▶ [Source]:
'''

Généathème Mai 2020 Métier d’art « ébéniste »

30 mai 2020 3 Par elodie

Alfred Pierre Jean-Baptiste FAUNY ébéniste à Coutances

En ce mois de mai 2020, Sophie Boudarel de la Gazette des ancêtres nous propose de nous intéresser aux métiers d’art pour un nouveau généathème. J’ai choisi de parler d’un ébéniste de ma famille : Alfred Pierre Jean-Baptiste FAUNY. Je m’attarderai principalement ici sur son métier plutôt que sur sa vie que j’aborderai dans un prochain article de la série 16 AAGP.

'''

▶ [Jeu de données]:
'''

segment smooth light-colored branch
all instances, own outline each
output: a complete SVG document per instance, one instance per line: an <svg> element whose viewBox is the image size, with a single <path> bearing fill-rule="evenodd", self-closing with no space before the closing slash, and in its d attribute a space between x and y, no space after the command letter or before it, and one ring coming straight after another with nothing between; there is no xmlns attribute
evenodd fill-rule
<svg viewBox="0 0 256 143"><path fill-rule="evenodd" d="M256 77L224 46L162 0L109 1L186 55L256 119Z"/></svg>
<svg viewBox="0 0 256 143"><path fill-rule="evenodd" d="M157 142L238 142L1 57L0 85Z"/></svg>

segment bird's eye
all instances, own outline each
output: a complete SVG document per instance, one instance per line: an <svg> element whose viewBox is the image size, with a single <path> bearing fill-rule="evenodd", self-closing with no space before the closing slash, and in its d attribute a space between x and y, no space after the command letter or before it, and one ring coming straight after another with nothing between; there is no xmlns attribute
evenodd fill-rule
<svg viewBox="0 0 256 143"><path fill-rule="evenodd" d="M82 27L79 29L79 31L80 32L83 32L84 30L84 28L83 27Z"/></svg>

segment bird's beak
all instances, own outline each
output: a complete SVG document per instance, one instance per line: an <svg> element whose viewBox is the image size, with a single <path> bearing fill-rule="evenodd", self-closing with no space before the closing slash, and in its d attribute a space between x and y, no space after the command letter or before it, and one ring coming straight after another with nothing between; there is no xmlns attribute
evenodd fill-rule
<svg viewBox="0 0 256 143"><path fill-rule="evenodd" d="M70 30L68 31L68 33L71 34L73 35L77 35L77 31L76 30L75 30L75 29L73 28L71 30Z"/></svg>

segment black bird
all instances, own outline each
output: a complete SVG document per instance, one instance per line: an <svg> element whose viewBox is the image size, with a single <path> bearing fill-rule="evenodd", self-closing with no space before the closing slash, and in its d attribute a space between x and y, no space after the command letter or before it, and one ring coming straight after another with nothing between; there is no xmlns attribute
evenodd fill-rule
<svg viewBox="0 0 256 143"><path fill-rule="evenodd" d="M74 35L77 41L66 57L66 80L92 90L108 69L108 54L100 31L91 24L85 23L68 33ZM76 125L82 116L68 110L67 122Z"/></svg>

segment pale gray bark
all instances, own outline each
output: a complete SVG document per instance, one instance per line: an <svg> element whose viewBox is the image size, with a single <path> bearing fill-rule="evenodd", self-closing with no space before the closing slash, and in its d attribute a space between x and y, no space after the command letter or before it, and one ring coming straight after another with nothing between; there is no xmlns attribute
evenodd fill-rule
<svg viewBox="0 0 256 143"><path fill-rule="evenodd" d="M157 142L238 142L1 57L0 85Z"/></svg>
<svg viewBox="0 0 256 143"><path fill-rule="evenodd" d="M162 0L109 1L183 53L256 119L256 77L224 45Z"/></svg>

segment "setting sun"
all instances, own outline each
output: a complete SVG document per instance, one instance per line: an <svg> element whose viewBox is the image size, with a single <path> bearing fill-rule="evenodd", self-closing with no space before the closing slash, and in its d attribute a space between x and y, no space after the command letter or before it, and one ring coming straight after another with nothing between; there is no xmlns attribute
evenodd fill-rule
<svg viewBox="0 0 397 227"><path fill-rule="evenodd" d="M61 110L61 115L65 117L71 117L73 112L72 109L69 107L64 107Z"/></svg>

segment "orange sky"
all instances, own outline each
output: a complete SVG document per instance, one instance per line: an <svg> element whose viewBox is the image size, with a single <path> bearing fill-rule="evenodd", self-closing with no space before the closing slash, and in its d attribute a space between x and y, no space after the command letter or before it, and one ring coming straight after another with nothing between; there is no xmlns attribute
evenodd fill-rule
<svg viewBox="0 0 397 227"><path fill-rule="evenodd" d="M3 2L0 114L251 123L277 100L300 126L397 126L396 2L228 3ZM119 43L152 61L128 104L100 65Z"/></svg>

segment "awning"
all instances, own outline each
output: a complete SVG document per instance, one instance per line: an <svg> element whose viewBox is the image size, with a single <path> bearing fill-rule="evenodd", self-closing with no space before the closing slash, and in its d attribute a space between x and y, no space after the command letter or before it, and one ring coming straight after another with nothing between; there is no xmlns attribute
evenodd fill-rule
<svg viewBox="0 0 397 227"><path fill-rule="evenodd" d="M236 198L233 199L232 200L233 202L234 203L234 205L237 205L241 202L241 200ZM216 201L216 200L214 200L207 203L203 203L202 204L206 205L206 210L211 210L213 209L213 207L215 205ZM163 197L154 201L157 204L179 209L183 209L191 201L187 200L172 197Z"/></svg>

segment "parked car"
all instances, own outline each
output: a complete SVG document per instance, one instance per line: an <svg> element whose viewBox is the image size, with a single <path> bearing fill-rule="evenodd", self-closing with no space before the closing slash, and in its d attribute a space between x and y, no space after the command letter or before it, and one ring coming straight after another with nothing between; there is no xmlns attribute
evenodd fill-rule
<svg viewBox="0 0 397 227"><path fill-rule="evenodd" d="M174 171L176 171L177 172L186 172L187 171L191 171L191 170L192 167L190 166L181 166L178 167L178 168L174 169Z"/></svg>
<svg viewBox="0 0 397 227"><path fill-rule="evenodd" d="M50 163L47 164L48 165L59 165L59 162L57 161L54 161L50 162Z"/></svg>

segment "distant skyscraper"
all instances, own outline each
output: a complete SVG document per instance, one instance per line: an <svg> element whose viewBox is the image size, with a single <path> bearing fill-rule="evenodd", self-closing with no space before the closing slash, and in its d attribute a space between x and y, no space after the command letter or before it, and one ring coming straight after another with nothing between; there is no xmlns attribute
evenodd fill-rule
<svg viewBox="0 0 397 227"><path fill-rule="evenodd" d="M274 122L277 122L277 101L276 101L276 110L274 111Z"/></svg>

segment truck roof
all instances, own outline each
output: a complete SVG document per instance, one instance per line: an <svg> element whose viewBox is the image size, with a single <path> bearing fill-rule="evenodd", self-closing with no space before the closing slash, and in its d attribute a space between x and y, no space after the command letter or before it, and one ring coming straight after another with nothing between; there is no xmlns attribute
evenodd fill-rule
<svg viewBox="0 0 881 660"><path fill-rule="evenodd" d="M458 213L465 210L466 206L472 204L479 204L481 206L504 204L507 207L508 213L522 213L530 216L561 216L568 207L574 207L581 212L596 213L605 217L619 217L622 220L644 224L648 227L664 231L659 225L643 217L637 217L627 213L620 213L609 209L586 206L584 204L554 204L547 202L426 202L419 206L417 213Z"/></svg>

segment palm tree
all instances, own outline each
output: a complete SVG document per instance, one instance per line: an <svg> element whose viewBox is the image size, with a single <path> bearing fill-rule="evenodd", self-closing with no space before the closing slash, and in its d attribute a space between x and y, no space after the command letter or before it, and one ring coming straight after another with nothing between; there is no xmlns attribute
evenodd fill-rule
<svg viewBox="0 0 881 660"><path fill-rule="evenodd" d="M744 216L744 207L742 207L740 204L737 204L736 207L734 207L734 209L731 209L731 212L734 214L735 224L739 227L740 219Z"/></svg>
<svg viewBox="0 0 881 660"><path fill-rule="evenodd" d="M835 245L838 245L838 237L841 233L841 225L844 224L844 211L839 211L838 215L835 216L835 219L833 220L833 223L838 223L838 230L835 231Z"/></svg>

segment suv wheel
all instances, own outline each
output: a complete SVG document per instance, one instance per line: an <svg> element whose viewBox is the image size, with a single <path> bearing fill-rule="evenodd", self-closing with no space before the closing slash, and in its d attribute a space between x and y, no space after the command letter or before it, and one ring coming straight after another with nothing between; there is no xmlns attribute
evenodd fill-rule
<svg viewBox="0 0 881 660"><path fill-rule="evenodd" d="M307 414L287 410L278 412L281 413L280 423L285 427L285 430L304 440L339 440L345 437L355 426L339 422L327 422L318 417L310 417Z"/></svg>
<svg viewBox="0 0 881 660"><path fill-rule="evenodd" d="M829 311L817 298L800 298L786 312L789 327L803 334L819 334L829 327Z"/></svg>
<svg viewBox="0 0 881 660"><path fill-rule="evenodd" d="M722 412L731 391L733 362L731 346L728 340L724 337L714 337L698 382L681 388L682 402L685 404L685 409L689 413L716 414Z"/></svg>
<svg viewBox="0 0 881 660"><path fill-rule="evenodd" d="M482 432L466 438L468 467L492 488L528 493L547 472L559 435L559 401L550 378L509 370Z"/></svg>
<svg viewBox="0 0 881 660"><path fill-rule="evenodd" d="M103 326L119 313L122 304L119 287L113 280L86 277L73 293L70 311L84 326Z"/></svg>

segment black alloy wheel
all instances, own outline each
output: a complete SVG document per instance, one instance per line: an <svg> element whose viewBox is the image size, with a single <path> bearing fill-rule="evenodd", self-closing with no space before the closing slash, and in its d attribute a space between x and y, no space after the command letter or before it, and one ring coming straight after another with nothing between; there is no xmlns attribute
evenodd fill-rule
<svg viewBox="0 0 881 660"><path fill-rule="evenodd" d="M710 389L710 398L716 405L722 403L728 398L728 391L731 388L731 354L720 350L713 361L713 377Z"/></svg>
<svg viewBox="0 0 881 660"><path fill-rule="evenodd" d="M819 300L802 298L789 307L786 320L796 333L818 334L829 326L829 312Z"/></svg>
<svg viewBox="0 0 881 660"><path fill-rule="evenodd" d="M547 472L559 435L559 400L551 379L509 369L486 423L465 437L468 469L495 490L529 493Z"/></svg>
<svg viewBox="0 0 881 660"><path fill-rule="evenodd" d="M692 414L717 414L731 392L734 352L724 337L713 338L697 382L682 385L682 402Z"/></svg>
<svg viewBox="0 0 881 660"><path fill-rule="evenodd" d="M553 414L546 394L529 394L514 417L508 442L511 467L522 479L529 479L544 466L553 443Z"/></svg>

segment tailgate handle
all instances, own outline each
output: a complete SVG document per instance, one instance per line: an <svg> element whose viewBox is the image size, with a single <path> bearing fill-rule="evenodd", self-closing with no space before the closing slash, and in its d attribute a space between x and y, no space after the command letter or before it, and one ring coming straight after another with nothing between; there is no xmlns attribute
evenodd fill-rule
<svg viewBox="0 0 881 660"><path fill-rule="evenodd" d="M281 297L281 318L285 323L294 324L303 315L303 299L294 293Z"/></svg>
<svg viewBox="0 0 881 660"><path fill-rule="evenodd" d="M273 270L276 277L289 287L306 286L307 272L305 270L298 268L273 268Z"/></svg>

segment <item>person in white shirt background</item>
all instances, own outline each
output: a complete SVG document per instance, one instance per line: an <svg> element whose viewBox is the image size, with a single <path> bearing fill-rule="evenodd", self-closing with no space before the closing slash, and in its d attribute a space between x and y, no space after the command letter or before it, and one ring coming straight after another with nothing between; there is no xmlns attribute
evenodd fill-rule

'''

▶ [Consignes de l'exercice]:
1 > Reproduisez fidèlement le passage de l'article sur l'ébéniste qui s'ouvre sur les mots contenant "Généathème Mai 2020" et se clôt sur "série 16 AAGP.".
2 > Résumez l'article sur l'ébéniste en deux phrases.
3 > Poursuivez l'article sur l'ébéniste à la suite de sa dernière phrase.

▶ [Réponses par consigne]:
1 >
Généathème Mai 2020 Métier d’art « ébéniste »

30 mai 2020 3 Par elodie

Alfred Pierre Jean-Baptiste FAUNY ébéniste à Coutances

En ce mois de mai 2020, Sophie Boudarel de la Gazette des ancêtres nous propose de nous intéresser aux métiers d’art pour un nouveau généathème. J’ai choisi de parler d’un ébéniste de ma famille : Alfred Pierre Jean-Baptiste FAUNY. Je m’attarderai principalement ici sur son métier plutôt que sur sa vie que j’aborderai dans un prochain article de la série 16 AAGP.

2 > En mai 2020, Sophie Boudarel, de la Gazette des ancêtres, propose un généathème consacré aux métiers d'art. L'article présente alors Alfred Pierre Jean-Baptiste Fauny, ébéniste à Coutances et membre de la famille, en s'attachant surtout à son métier, sa vie devant faire l'objet d'un prochain article de la série 16 AAGP.

3 >
Informations sur le métier

Il ne faut pas confondre les métiers d’ébéniste et de menuisier, le premier est traditionnellement chargé des décorations délicates sur les bois précieux, tandis que le menuisier fabrique ce qui peut être déplacé (mobilier courant) mais cette différence est surtout marquée avant 1789 où seuls les ébénistes ont le droit de signer leurs œuvres. La Révolution entraine la suppression des corporations et des associations de métiers, les règles disparaissent et permettent ainsi à tout artisan de signer ses travaux comme les restaurateurs, tapissiers et bien sûr les menuisiers.

La frontière entre les deux métiers devient alors très floue, ce qui est accentué par la disparition des clients fortunés des ébénistes, mais aussi par la difficulté croissante de se procurer des bois exotiques comme l’acajou, difficulté causée par le blocus anglais pendant les guerres de l’Empire.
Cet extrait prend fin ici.